| Instructions for the task |
Report every line in the items below that contains the string "target", copying each such line in full. Case counts.

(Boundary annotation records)
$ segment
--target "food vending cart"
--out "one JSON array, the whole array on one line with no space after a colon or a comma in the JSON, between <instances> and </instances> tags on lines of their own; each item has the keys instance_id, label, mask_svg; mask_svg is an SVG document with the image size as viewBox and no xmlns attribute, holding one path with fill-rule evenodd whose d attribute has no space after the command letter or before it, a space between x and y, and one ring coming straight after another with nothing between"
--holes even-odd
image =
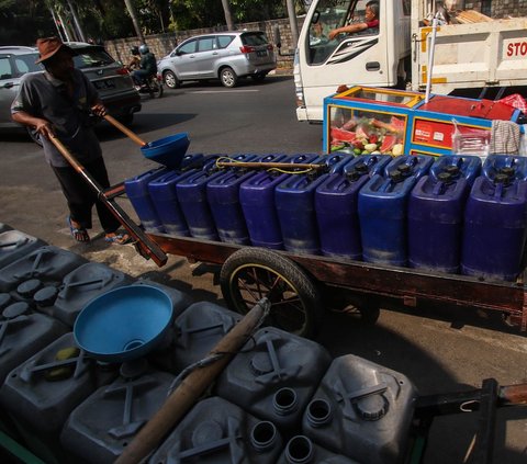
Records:
<instances>
[{"instance_id":1,"label":"food vending cart","mask_svg":"<svg viewBox=\"0 0 527 464\"><path fill-rule=\"evenodd\" d=\"M325 152L484 156L493 131L519 116L492 100L354 87L325 99L323 144Z\"/></svg>"}]
</instances>

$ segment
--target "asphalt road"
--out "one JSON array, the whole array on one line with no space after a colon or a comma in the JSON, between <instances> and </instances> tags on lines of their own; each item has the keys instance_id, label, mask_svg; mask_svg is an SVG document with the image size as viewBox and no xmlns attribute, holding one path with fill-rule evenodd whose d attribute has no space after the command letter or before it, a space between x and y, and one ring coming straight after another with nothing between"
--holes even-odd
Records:
<instances>
[{"instance_id":1,"label":"asphalt road","mask_svg":"<svg viewBox=\"0 0 527 464\"><path fill-rule=\"evenodd\" d=\"M289 77L270 77L262 84L232 90L215 83L167 90L160 100L144 101L132 128L146 142L188 132L189 152L322 150L322 126L295 120L293 81ZM112 182L156 166L106 123L99 126L98 134ZM92 233L91 245L74 244L66 227L61 193L41 149L23 136L0 137L1 223L131 275L189 292L195 301L223 303L214 267L170 257L167 265L158 269L138 257L132 246L105 245L99 227ZM120 203L134 216L126 200ZM501 385L527 382L527 339L508 330L496 314L442 307L383 308L378 322L366 326L352 314L327 312L317 341L335 357L352 353L405 374L423 395L480 387L487 377ZM476 419L476 414L436 419L425 463L463 462ZM500 410L494 462L525 463L526 435L526 408Z\"/></svg>"}]
</instances>

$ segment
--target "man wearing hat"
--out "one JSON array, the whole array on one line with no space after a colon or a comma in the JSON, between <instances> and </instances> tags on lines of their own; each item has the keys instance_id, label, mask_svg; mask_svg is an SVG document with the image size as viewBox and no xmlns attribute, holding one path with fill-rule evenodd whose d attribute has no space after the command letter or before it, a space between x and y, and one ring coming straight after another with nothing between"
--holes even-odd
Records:
<instances>
[{"instance_id":1,"label":"man wearing hat","mask_svg":"<svg viewBox=\"0 0 527 464\"><path fill-rule=\"evenodd\" d=\"M74 67L75 50L58 37L36 41L45 72L26 73L12 105L13 121L34 127L40 134L44 155L60 182L68 202L68 225L71 236L88 242L93 205L105 240L124 245L126 234L117 234L119 220L98 201L85 179L66 161L52 137L57 137L86 171L102 186L110 186L99 140L93 132L90 113L103 116L106 112L93 84Z\"/></svg>"}]
</instances>

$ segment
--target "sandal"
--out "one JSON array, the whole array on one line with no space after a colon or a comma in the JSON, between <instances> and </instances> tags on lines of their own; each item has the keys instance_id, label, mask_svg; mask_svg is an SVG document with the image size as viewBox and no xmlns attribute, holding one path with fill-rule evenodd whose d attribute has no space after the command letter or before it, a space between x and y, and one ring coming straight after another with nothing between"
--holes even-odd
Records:
<instances>
[{"instance_id":1,"label":"sandal","mask_svg":"<svg viewBox=\"0 0 527 464\"><path fill-rule=\"evenodd\" d=\"M126 245L132 241L132 237L128 234L114 234L108 235L104 237L104 241L113 245Z\"/></svg>"},{"instance_id":2,"label":"sandal","mask_svg":"<svg viewBox=\"0 0 527 464\"><path fill-rule=\"evenodd\" d=\"M90 236L88 235L88 230L86 230L82 227L75 227L71 224L71 216L68 216L66 220L69 226L69 233L71 234L71 237L74 237L74 240L80 244L87 244L88 241L90 241Z\"/></svg>"}]
</instances>

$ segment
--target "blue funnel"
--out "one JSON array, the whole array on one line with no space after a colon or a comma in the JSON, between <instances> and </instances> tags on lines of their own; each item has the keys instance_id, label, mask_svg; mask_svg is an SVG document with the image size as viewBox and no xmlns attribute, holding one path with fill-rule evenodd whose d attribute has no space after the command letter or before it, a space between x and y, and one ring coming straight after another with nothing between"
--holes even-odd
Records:
<instances>
[{"instance_id":1,"label":"blue funnel","mask_svg":"<svg viewBox=\"0 0 527 464\"><path fill-rule=\"evenodd\" d=\"M170 169L179 169L190 139L187 133L169 135L141 147L143 156Z\"/></svg>"},{"instance_id":2,"label":"blue funnel","mask_svg":"<svg viewBox=\"0 0 527 464\"><path fill-rule=\"evenodd\" d=\"M172 321L172 302L154 286L124 286L92 299L74 326L77 344L93 358L125 362L164 341Z\"/></svg>"}]
</instances>

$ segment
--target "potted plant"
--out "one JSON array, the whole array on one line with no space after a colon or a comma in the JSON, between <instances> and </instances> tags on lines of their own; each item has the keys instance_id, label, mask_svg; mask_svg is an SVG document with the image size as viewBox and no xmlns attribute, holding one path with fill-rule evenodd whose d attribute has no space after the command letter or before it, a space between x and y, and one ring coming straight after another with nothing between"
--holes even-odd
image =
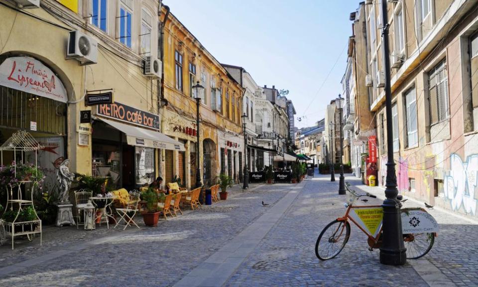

| Answer for the task |
--target "food vending cart"
--target "asphalt road"
--target "man wearing hat"
--target "sandal"
--target "blue funnel"
--target "potted plant"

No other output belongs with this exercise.